Extrait du texte:
────────────────────

En direct de Gaza
L'année 2019 dans la bande de Gaza,
une autre année dramatique pour les
Palestiniens de Gaza
Ziad Medoukh
Mardi 28 janvier 2020 Une nouvelle année
qui s'écoule, et une autre qui commence.
Mais pour toute la population civile
dans la bande de Gaza-une région
enfermée et isolée, une enclave côtière
laissée à son sort depuis plus de treize
ans- trois questions lancinantes se
répètent au début de chaque nouvel an :
Où est le changement ? Jusqu'à quand ?
Il est où le monde qui se dit libre ?
Car depuis plus de
treize ans, et au début de chaque année,
les habitants de la bande de Gaza
forment le vœu d' un changement de leur
situation marquée par la souffrance, le
maintien du blocus israélien inhumain,
la poursuite des attaques israéliennes
contre leur prison à ciel ouvert, et
leur isolement dans une région
abandonnée.
Même si au début de
cette année 2020, les Palestiniens de
Gaza ont subi des bombardements
israéliens intensifs, ils essaient
d'oublier leur année précédente, une
année terrible et chaotique.
A part un petit
espoir qui raccroche cette population à
la vie et à l'avenir, rien ne semble
avoir changé durant toute l'année 2019
pour plus de deux millions de citoyens.
Au contraire, cette dernière année, tout
est allé de pire en pire. Et je dis ici
un "petit espoir" parce que le mot
espoir est devenu un luxe à Gaza.

────────────────────

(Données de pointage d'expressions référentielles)
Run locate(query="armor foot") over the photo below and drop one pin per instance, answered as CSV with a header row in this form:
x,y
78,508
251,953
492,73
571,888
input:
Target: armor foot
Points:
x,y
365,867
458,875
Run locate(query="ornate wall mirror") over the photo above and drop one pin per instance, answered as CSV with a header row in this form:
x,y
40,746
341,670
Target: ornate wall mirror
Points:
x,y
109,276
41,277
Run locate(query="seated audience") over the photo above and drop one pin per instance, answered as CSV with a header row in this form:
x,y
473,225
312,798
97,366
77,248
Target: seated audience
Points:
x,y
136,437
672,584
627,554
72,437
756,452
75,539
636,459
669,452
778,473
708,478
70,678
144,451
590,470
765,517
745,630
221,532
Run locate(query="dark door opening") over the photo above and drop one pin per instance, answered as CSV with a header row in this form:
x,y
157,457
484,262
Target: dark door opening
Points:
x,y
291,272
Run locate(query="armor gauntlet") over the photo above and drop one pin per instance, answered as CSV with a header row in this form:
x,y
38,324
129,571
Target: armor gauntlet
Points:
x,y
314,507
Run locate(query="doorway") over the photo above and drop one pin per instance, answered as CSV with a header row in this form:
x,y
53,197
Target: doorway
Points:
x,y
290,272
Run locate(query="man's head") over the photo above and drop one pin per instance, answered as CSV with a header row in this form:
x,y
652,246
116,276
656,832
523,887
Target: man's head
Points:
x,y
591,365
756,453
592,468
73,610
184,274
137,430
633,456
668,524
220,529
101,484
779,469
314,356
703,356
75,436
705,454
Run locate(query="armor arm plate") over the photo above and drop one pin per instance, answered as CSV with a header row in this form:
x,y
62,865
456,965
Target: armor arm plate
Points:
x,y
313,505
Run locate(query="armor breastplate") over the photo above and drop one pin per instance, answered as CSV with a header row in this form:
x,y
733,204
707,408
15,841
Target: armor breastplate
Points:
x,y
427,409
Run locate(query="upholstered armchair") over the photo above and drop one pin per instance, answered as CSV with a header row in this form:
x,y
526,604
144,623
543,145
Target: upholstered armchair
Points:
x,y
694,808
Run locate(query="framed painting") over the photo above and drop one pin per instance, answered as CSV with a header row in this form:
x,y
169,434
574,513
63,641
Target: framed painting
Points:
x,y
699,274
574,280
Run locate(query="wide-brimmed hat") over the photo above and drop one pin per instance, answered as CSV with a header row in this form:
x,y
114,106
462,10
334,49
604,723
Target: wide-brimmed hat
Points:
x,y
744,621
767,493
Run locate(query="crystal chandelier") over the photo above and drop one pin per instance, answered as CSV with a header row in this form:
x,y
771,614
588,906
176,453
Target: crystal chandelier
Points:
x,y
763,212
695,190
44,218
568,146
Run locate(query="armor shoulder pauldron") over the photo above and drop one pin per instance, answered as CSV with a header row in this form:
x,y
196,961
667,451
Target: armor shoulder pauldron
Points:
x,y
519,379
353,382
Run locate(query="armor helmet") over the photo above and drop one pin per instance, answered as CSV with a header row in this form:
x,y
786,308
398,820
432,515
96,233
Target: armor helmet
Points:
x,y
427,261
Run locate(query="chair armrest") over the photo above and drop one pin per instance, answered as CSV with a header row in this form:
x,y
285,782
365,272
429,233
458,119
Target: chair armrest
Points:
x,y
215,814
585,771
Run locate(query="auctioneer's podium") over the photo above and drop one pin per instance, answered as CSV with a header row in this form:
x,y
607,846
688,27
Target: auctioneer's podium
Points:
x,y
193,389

────────────────────

Mise en pratique:
- a) Recopiez un passage de l'article sur Gaza en commençant aux mots « En direct de » et en vous arrêtant après les mots « autre qui commence. ».
- b) Répondez aux questions suivantes d'après l'article sur Gaza.
(i) Depuis combien de temps la bande de Gaza est-elle laissée à son sort ?
(ii) Qu'ont subi les Palestiniens de Gaza au début de l'année 2020 ?
(iii) Pour combien de citoyens rien ne semble avoir changé durant toute l'année 2019 ?
- c) Poursuivez la rédaction de l'article sur Gaza à la suite de sa dernière phrase.
Ces enregistrements proviennent d'une autre source.

Réponses par point:
- a)
En direct de Gaza
L'année 2019 dans la bande de Gaza,
une autre année dramatique pour les
Palestiniens de Gaza
Ziad Medoukh
Mardi 28 janvier 2020 Une nouvelle année
qui s'écoule, et une autre qui commence.

- b)
(i) Depuis plus de treize ans.
(ii) Des bombardements israéliens intensifs.
(iii) Pour plus de deux millions de citoyens.

- c)
Oui, c'est
inimaginable que l'on puisse acculer un
peuple, tout un peuple, à un tel
désespoir.
Les deux événements
qui ont dominé en 2019, c'est
d'abord la poursuite de la Grande
Marche du retour commencée le 30 mars
2018. Elle entre dans son deuxième
année, en mars prochain. Malgré la
décision des organisateurs de la rendre
mensuelle à partir de cette année 2020,
cette marche a confirmé que seule la
mobilisation populaire pourra défier les
forces de l'occupation et nous permettre
d'obtenir nos droits normalement
garantis. Et le second point marquant,
c'est la décision de la CPI-La Cour
Pénale Internationale- prise à La Haye
fin 2019 d'ouvrir une enquête sur les
crimes israéliens commis contre les
civils de Gaza. Et même si les
procédures vont être très longues au
moins, pour les Palestiniens de Gaza,
c'est un petit pas vers la fin de
l'impunité de cette occupation illégale.
Les habitants de la
bande de Gaza ont vécu une situation
dramatique voire chaotique, dans leur
prison unique au monde à tous les
niveaux, surtout sur le plan
humanitaire.
Nous avons assisté
en 2019 à une détérioration des
conditions économiques, sociales et
sanitaires dans cette région en
souffrance permanente. .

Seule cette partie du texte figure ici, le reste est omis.